**What to do:**
Every line of the material that follows must be printed again exactly.

#### Exercise data ####

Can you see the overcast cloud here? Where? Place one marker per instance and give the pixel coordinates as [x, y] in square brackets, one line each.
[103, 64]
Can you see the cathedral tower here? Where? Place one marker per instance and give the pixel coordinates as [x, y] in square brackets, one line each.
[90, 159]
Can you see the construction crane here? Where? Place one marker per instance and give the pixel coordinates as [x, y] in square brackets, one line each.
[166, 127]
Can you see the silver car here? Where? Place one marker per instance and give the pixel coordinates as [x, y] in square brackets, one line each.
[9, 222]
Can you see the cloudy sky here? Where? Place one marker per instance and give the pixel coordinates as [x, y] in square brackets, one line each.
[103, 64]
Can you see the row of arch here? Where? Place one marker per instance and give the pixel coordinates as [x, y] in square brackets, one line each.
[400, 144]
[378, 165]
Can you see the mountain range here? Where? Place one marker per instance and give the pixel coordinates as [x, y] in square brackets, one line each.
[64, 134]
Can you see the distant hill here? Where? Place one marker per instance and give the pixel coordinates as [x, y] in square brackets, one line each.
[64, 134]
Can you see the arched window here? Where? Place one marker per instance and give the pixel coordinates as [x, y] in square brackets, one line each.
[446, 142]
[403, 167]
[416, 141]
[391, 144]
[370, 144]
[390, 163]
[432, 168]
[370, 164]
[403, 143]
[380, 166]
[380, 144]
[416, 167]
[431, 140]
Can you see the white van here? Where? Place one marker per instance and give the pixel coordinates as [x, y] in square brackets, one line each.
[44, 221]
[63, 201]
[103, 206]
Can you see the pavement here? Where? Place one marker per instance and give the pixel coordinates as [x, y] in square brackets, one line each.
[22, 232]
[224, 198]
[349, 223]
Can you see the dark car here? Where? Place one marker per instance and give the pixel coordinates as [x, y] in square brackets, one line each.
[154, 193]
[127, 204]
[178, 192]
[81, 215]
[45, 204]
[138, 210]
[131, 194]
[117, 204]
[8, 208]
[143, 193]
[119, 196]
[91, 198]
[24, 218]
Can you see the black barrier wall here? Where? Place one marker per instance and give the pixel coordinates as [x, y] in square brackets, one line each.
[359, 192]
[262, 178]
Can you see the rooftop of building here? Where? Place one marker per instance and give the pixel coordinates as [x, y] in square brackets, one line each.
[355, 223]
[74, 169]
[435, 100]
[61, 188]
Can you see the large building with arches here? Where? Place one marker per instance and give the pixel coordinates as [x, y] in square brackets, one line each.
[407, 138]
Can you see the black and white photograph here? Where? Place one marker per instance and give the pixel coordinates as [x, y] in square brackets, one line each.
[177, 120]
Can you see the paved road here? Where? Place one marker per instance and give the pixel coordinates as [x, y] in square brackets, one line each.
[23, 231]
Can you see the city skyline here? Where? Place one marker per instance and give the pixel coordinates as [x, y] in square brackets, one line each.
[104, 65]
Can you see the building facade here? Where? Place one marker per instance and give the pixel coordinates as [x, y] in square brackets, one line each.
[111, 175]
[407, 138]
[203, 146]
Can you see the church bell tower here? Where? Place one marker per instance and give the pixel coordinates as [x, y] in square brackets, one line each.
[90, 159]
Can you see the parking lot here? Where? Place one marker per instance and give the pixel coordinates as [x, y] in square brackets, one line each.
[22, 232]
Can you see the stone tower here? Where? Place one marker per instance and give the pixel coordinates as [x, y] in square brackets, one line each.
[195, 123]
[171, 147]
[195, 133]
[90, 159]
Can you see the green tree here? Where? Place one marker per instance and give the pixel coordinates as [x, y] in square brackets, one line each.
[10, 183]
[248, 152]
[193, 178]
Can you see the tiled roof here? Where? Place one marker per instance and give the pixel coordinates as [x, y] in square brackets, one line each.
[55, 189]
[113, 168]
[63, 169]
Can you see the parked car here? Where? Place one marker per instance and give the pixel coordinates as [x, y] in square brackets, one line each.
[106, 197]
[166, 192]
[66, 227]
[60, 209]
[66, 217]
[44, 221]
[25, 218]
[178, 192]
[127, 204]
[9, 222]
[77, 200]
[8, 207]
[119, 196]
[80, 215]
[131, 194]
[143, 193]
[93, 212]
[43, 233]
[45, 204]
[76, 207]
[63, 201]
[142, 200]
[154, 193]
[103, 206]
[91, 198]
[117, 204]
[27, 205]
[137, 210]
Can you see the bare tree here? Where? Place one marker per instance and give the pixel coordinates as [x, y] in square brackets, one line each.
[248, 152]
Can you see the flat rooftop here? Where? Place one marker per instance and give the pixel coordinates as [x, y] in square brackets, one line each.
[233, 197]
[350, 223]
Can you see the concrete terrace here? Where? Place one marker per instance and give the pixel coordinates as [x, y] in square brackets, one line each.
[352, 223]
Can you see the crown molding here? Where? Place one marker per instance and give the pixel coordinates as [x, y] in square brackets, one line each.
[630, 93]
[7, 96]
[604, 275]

####

**Exercise response:**
Can you see the overcast cloud here? Where? Place one marker per instance and give the pixel coordinates as [x, y] in square brackets, one line each.
[103, 64]
Can you see the cathedral tower here? Where? Place one marker per instance and give the pixel coordinates as [x, y] in square brackets, one line each.
[90, 159]
Can you see the construction crane here? Where? Place one marker per instance and give the pixel coordinates as [x, y] in square brackets, one line each.
[166, 127]
Can you see the silver car here? Where? Place one marker per instance and give the pixel coordinates as [x, y] in square brackets, one line each.
[9, 222]
Can you see the cloudy sky here? Where? Place one marker per instance and give the pixel coordinates as [x, y] in square brackets, one line each.
[103, 64]
Can you see the row of arch here? Where? Place one marker per instance and give the pixel coordinates as [x, y] in square brackets, one line each.
[400, 144]
[378, 165]
Can you see the mountain range here? Where? Place one marker per instance and give the pixel coordinates as [x, y] in square brackets, one line each.
[64, 134]
Can you see the distant hill here? Where? Place one marker per instance and give the pixel coordinates as [x, y] in square brackets, one line each.
[64, 134]
Can you see the arched window here? Where? Place one marker per instance and give the pixel coordinates as [x, y] in square brackets, one line each.
[446, 142]
[403, 167]
[416, 141]
[391, 144]
[370, 144]
[390, 163]
[432, 168]
[370, 164]
[403, 143]
[380, 166]
[380, 144]
[416, 167]
[431, 140]
Can you see the white van here? Where? Place one marker per instance and give the pixel coordinates as [x, y] in square brackets, one line each.
[44, 221]
[63, 201]
[103, 206]
Can you see the pavement here? Where? Place one marker per instance and give the pixel coordinates as [x, y] in square brackets, one line each.
[22, 232]
[224, 198]
[349, 223]
Can you see the dark car here? Where? Place one marker per instance and give the pixel coordinates as [x, y] in square brackets, one line each.
[154, 193]
[127, 204]
[178, 192]
[81, 215]
[45, 204]
[138, 210]
[131, 194]
[117, 204]
[8, 208]
[143, 193]
[119, 196]
[91, 198]
[24, 218]
Can you see the black barrier wall here? Where? Place one marker per instance and give the pixel coordinates as [x, y] in square brackets, one line each.
[359, 192]
[262, 178]
Can you see the rooftop of building here? Where? Place one marker per instance and give the pixel coordinates as [x, y] in square brackets, one line each.
[355, 223]
[74, 169]
[435, 100]
[61, 188]
Can you see the large building with arches here? Where? Place one marker per instance and give the pixel coordinates as [x, y] in square brackets, one line each.
[407, 138]
Can you see the black and white photograph here? Where? Place one marker per instance and give the pixel coordinates as [x, y] in square brackets, one line each.
[177, 120]
Can you see the paved road here? Where? Place one marker per instance and give the pixel coordinates as [x, y] in square brackets, one line each.
[23, 231]
Can you see the city skyline here? Where? Place one marker per instance and give the pixel coordinates as [x, y] in square brackets, one line each.
[104, 65]
Can you see the building facade here? Where? Place one marker per instance and give the pixel coordinates as [x, y] in square brackets, one line each.
[111, 175]
[407, 138]
[203, 146]
Can you see the church bell tower here? Where? Place one marker per instance and give the pixel coordinates as [x, y] in square brackets, one line each.
[90, 159]
Can you see the parking lot here? Where? Place one marker per instance and give the pixel coordinates as [x, y] in square brackets, one line each.
[22, 232]
Can you see the stone tower here? Where? Place one marker per instance and give the pixel coordinates as [x, y] in square brackets, one line each.
[195, 123]
[171, 147]
[195, 133]
[90, 159]
Can you see the green tree here? Where? Place one marker per instance and give the pixel coordinates as [x, y] in square brackets, one line each.
[10, 183]
[248, 152]
[193, 178]
Can you see the tiled roof here? Where? Place one marker per instance and give the pixel coordinates as [x, y] in square brackets, one line each.
[55, 189]
[113, 168]
[63, 169]
Can you see the parked car here? Where? Place one marker per instance and give the pixel coordinates as [x, y] in square brackets, one line each.
[106, 197]
[166, 192]
[66, 227]
[60, 209]
[66, 217]
[44, 221]
[25, 218]
[178, 192]
[127, 204]
[9, 222]
[77, 200]
[8, 207]
[119, 196]
[80, 215]
[131, 194]
[143, 193]
[93, 212]
[43, 233]
[45, 204]
[76, 207]
[63, 201]
[142, 200]
[154, 193]
[103, 206]
[91, 198]
[117, 204]
[27, 205]
[137, 210]
Can you see the bare tree here? Where? Place one marker per instance and give the pixel coordinates as [x, y] in square brackets, one line each.
[248, 152]
Can you see the flat rooftop here? Where? Place one marker per instance and give the pixel coordinates as [x, y] in square brackets, one line each.
[233, 197]
[350, 223]
Can you see the concrete terrace here? Where? Place one marker per instance and give the pixel coordinates as [x, y] in square brackets, one line each.
[352, 223]
Can you see the crown molding here? Where? Place one marker per instance and give the pixel coordinates as [x, y] in square brackets, one line each.
[630, 93]
[7, 96]
[604, 275]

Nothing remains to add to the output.